[TRECHO FORNECIDO]
Por outro lado, os corte na Saúde devem ter impactos negativos no atendimento médico, no fornecimento de insumos e no acesso a diagnósticos mais avançados. “Apesar de ser otimista, acredito que 2016 será um ano pior.” Tanto na rede pública como na privada, observa. Segundo ela, as pessoas que estão perdendo o emprego estão deixando os planos de saúde e migrando para a rede SUS, que já está abarrotada. “Sem investimentos, não conseguiremos ter um melhor desempenho.”

EMPREGO

A vez dos especialistas

Em 2016, não haverá crescimento da economia que reflita na expansão do mercado de emprego, admite a coach de carreira Dilze Percílio. Ela acredita, no entanto, que 2016 não será pior que 2015. Dilze explica que enquanto os setores de serviço e varejo sofreram os efeitos da crise em meados de 2014, a indústria se ressentiu da crise antes, no início de 2013. “A indústria teve que enxugar muito para não fechar”, relata. E o setor fez o dever de casa, melhorando seus procedimentos, e conseguiu, além de pagar as contas, se capitalizar. Hoje, a indústria está começando a se reerguer”, afirma Dilze. Isso deverá ter um impacto positivo nos setores de serviço e varejo. “O setor industrial está abrindo vagas de salários mais altos e esses salários vão movimentar a economia”, explica, prevendo ainda que isso deve ajudar a criar empregos no varejo e no setor de indústria.

Na opinião de Alessandra Luzine, especialista em gestão de recursos humanos, nesse momento as empresas estão reavaliando a mão de obra e buscando pessoas mais qualificadas e específicas. “Está havendo uma troca de cadeiras na indústria e no setor de serviços”, afirma. Segundo ela, a recessão provocada pela crise econômica reduziu o volume de empregos e incrementou a procura por especialistas, sobretudo nas áreas de controladoria, finanças e gestão de pessoas. “Profissionais que trabalham com custo e orçamento”, explica Alessandra. Já o varejo, que perdeu muitas vagas de emprego nos últimos meses, deve permanecer como está, acredita ela.
[/TRECHO FORNECIDO]
[INFORMAÇÕES FORNECIDAS]
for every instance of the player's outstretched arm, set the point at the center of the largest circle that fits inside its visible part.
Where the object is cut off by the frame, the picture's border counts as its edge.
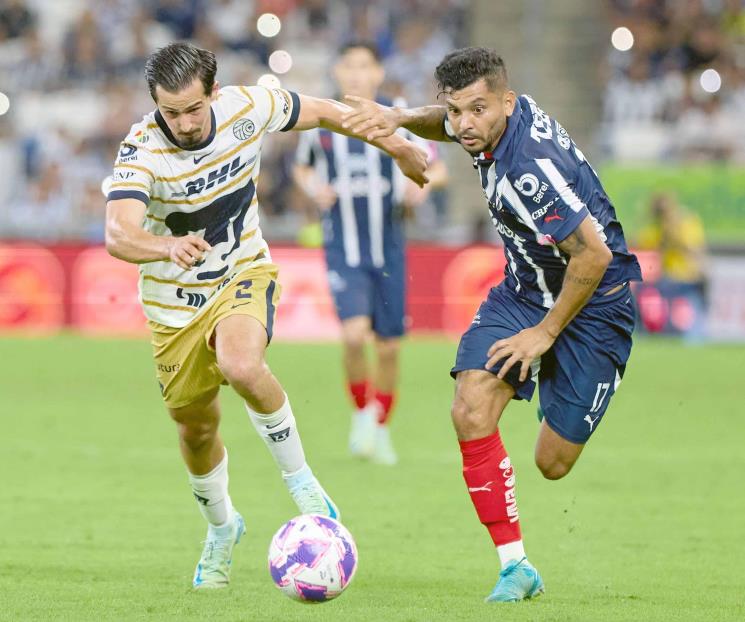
(327, 113)
(588, 260)
(128, 241)
(373, 120)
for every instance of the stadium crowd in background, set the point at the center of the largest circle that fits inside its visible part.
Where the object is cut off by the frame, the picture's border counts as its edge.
(676, 82)
(69, 67)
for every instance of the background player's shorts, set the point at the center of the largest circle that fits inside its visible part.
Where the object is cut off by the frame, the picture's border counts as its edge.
(377, 293)
(186, 365)
(578, 375)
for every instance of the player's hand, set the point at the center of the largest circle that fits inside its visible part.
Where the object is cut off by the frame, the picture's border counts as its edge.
(369, 119)
(522, 348)
(187, 251)
(413, 163)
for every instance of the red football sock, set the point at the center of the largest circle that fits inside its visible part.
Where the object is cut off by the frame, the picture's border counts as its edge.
(491, 483)
(359, 392)
(386, 402)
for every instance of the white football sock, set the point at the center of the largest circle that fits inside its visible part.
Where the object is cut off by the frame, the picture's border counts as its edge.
(511, 552)
(211, 493)
(279, 431)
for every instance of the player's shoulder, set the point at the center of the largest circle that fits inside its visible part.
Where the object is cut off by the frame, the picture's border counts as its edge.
(142, 132)
(541, 138)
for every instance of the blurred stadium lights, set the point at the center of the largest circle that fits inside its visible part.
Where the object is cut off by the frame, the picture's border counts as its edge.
(269, 80)
(280, 61)
(622, 39)
(710, 80)
(268, 25)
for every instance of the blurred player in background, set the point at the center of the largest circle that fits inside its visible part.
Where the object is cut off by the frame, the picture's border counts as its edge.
(362, 198)
(183, 205)
(678, 235)
(563, 314)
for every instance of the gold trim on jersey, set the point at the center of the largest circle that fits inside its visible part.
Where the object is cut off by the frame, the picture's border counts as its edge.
(211, 163)
(147, 277)
(235, 117)
(129, 184)
(153, 303)
(207, 197)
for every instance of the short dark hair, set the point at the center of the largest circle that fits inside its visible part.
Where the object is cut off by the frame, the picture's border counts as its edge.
(175, 66)
(365, 45)
(467, 65)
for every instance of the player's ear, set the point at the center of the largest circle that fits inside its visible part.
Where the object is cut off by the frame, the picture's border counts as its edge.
(509, 99)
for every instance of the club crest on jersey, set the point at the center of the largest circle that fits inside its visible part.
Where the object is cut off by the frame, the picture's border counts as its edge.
(527, 184)
(127, 152)
(243, 129)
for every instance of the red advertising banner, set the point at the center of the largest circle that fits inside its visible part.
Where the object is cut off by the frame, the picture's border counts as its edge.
(44, 289)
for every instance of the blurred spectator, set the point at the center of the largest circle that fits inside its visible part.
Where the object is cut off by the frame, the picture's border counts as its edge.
(16, 19)
(86, 55)
(678, 297)
(181, 16)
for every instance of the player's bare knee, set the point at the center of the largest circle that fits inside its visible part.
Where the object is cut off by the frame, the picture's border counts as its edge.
(552, 469)
(468, 421)
(388, 350)
(242, 371)
(195, 433)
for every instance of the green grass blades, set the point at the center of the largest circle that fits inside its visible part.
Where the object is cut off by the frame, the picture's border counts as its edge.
(97, 520)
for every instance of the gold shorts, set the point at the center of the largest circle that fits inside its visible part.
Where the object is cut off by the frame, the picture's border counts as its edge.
(185, 360)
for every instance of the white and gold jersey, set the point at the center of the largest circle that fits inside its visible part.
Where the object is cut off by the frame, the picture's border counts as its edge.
(208, 190)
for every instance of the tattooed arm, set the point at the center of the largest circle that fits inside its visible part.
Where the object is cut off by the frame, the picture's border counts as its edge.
(588, 259)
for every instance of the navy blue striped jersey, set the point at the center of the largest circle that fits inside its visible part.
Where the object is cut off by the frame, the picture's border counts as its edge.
(364, 227)
(540, 187)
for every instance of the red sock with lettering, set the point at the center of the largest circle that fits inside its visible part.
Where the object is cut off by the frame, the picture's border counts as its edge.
(491, 483)
(359, 390)
(386, 405)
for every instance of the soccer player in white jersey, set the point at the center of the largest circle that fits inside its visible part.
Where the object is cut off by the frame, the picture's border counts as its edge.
(563, 316)
(361, 197)
(183, 205)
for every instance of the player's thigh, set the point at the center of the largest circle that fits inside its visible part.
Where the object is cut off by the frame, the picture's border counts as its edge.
(186, 368)
(242, 318)
(355, 331)
(351, 290)
(581, 373)
(480, 398)
(501, 315)
(389, 299)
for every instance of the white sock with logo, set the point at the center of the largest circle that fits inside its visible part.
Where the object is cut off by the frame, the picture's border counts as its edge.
(211, 493)
(279, 431)
(511, 552)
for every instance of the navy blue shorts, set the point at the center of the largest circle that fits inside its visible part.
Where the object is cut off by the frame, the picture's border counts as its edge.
(578, 375)
(377, 293)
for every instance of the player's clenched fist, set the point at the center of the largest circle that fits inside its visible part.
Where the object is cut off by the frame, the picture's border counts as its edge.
(370, 119)
(187, 251)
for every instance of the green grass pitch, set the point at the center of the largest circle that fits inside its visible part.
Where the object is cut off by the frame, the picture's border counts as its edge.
(97, 520)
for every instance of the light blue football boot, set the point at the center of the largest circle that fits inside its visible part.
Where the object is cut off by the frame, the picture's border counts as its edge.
(518, 581)
(213, 569)
(309, 495)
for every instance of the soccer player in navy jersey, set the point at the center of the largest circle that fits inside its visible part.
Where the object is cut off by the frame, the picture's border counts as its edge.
(563, 316)
(361, 196)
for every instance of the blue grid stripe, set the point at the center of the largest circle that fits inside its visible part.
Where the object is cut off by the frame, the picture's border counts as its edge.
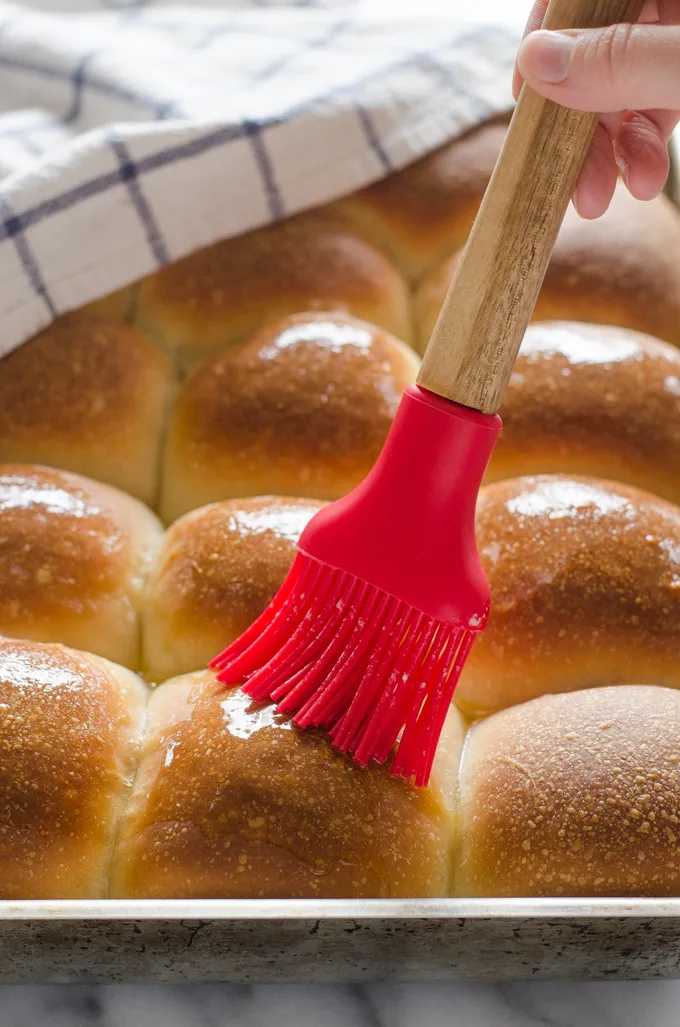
(129, 175)
(327, 41)
(254, 134)
(30, 265)
(102, 86)
(216, 139)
[/INFORMAÇÕES FORNECIDAS]
» **O QUE FAZER**:
1. Responda, com base no trecho fornecido:
(a) Segundo Dilze Percílio, quando a indústria se ressentiu da crise?
(b) Em quais áreas, segundo Alessandra Luzine, aumentou a procura por especialistas?
(c) Para qual rede estão migrando as pessoas que perdem o emprego e deixam os planos de saúde?
2. Indique se cada afirmação está de acordo com o trecho fornecido e cite as palavras que decidem:
(a) Dilze Percílio acredita que 2016 será pior que 2015.
(b) Para Alessandra Luzine, o varejo deve permanecer como está.
(c) Os setores de serviço e varejo sentiram a crise antes da indústria.
Os itens não têm nenhum papel aqui.

» **RESPOSTAS DADAS**:
1.
(a) No início de 2013.
(b) Controladoria, finanças e gestão de pessoas.
(c) Para a rede SUS.

2.
(a) Não: "Ela acredita, no entanto, que 2016 não será pior que 2015."
(b) Sim: "Já o varejo, que perdeu muitas vagas de emprego nos últimos meses, deve permanecer como está, acredita ela."
(c) Não: "a indústria se ressentiu da crise antes, no início de 2013."